■ Page text:

(begin)

The debates about the militarisation of anthropology have recently made the front page of the New York Times and several other newspapers (f.ex. The Boston Globe) and blogs discussed the story.

Are more and more (American) anthropologists willing to collaborate with the military? If so, anthropology’s role as an instrument of empire can come back into sharper focus as an inherent problem of a Western way of knowing the world”, writes Maximilian Forte:

Yet, we have to admit that imperialism is a significant feature of a “discipline” that was made possible by colonial expansion and where once again anthropologists can find profit from imperialist missions in places such as Afghanistan and Iraq.

When this is added to the chorus of voices in anthropology that would like to diminish indigeneity, that disputes the very concept “indigenous,” that refers to the struggles of the colonized for rights in terms of “seeking special rights,” and that lords over indigenous physical remains as if other people’s bodies (specifically colonized bodies) were the natural property of anthropology – then it is no wonder that this “discipline” (the martial severity of this terminology is indicative and fortuituous in this case) continues to be banished from most universities in the “decolonized” world.

>> read the whole blog post: Anthropology’s Dirty Little Colonial Streak?:

Roger N. Lancaster writes about his experiences during his anthropological research in Mexico:

Invariably, one of the first questions I was asked when I tried to begin an interview was, “Are you here to spy on us?”

Even after full disclosure of my university employment, publications and current research design, I found myself blocked out of some potentially useful interviews. Headlines like “Army Enlists Anthropology in War Zones” (front page, Oct. 5) will make future research all the more difficult.

The identification of anthropology with military operations, intelligence gathering and “armed social work” augurs ill for the future of a discipline that studies populations distrustful of power — many of which have had unhappy past experiences with American invasion, occupation or support for corrupt dictatorships.

(end)

■ Objectives:
1) Please condense the paragraph beginning "Even after full disclosure" in the post on anthropology and the military into a short bulleted list, keeping its main facts.
2) In the post on anthropology and the military, what question was Roger N. Lancaster invariably asked when trying to begin an interview?
3) Carry the post on anthropology and the military forward, starting after its last sentence.
The records come from a separate source unrelated to the post on anthropology and the military.

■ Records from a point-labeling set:
(begin)

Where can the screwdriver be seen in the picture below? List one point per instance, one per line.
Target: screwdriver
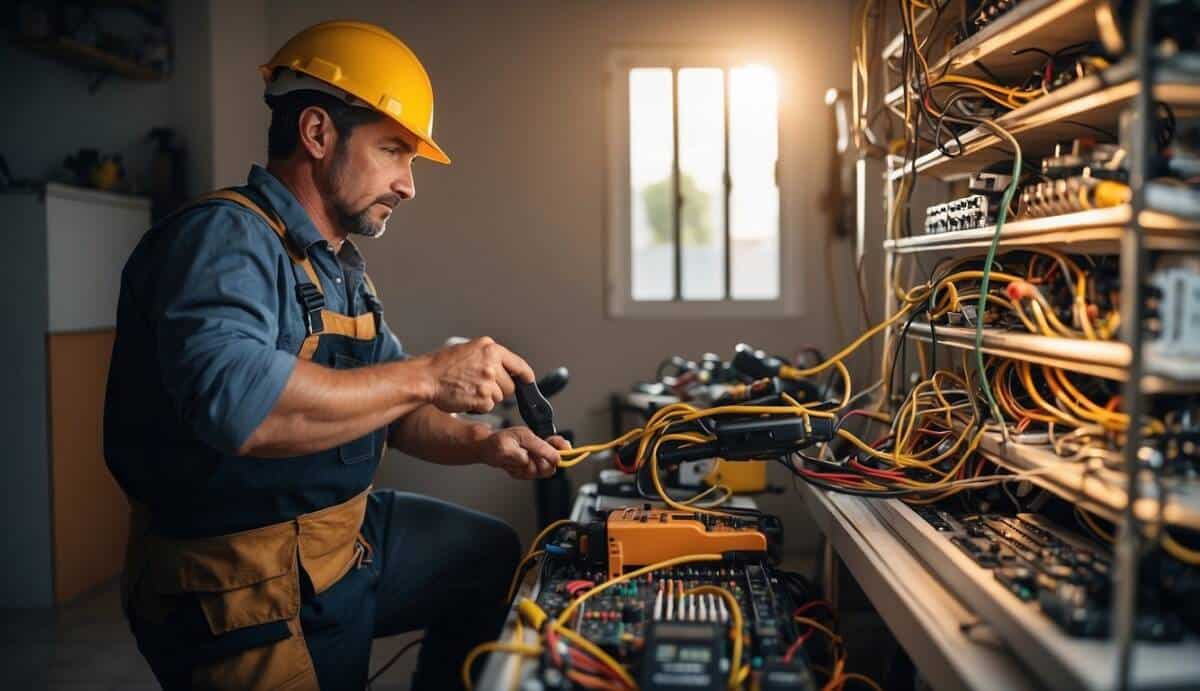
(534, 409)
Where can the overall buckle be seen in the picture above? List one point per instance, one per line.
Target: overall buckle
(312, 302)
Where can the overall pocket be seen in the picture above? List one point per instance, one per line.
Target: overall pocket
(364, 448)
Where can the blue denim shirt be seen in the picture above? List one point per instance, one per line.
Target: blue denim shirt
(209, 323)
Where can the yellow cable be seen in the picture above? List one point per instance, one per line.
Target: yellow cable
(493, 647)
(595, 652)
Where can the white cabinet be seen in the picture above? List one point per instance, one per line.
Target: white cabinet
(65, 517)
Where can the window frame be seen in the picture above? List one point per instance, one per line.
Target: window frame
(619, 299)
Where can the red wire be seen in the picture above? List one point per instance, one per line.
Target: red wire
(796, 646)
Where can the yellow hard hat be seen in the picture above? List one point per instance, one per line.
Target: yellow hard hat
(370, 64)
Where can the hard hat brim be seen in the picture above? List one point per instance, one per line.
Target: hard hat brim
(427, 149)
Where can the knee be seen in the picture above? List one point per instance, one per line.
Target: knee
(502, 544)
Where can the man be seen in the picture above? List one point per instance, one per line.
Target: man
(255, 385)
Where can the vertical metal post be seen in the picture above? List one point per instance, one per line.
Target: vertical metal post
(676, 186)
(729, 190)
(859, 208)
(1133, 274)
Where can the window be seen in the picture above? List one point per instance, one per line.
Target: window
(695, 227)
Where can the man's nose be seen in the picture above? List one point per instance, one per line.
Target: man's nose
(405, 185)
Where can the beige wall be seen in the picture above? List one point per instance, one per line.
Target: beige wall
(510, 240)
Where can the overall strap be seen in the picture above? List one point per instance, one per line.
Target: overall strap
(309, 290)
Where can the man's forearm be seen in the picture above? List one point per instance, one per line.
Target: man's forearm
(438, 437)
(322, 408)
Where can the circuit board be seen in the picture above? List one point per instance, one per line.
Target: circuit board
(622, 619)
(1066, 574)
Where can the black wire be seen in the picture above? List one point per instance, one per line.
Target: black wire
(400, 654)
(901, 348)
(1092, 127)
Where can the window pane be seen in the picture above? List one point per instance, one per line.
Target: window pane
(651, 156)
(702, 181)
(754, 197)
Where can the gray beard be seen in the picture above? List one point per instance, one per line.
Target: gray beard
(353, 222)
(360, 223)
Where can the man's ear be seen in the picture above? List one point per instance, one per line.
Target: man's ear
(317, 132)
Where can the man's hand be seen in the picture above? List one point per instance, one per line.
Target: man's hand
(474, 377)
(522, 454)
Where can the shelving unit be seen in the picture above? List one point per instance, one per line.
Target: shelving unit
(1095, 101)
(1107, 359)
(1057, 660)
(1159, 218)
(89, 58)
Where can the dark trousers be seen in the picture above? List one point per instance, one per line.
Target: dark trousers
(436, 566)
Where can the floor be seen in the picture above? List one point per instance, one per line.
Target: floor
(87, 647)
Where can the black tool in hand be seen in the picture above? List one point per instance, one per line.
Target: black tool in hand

(end)

■ Task answers:
1)
- Fully disclosing university employment, publications and current research design did not prevent being blocked out of some potentially useful interviews.
- Headlines like "Army Enlists Anthropology in War Zones" (front page, Oct. 5) will make future research even more difficult.

2) "Are you here to spy on us?"

3)
>> read the whole “Letter to the editor” in the New York Times

Daniel Martin Varisco does not want to take sides. Nevertheless he stresses that anthropologists’ primary task is not to teach anthropology or cultural awareness. The military interest in ethnography is invariably about gathering “intelligence”, he writes. “This is not about knocking on doors, but finding suspects.” “And the issue here”, he continuies, “is not about serving in the army, or judging those who do, but whether or not anthropologists can conduct research that could be used to the detriment of the people being studied.”

In his opinion, these questions are worth discussing further:

• Would an anthropologist want to be in a position where there might be a major conflict between his or her own conscience as a researcher and the military chain of command?
• Would it be possible to establish trust and rapport, so essential for ethnographic research, when clothed in fatigues and followed by a military escort?
• How much time would a researcher have in order to collect information and who would actually own the rights to that data?
• How many anthropologists have the required language and dialect skills to work in Afghanistan or Iraq?
• If asked by the military, would an anthropologist go under cover to get information?
• And, for the long term, how long will it be in the future before anyone trusts anthropologists in either “war on terror” theater?

>> read the whole article: Anthropo covertus: A Disputed Species

Of course, many anthropologists may refuse to collaborate with the military / CIA for political reasons (for some critics the CIA is a terror organisation and opposition to the US-led war is legitimate), but even these ethical and technical research questions might be a good enough reason to simply not to do any military related work.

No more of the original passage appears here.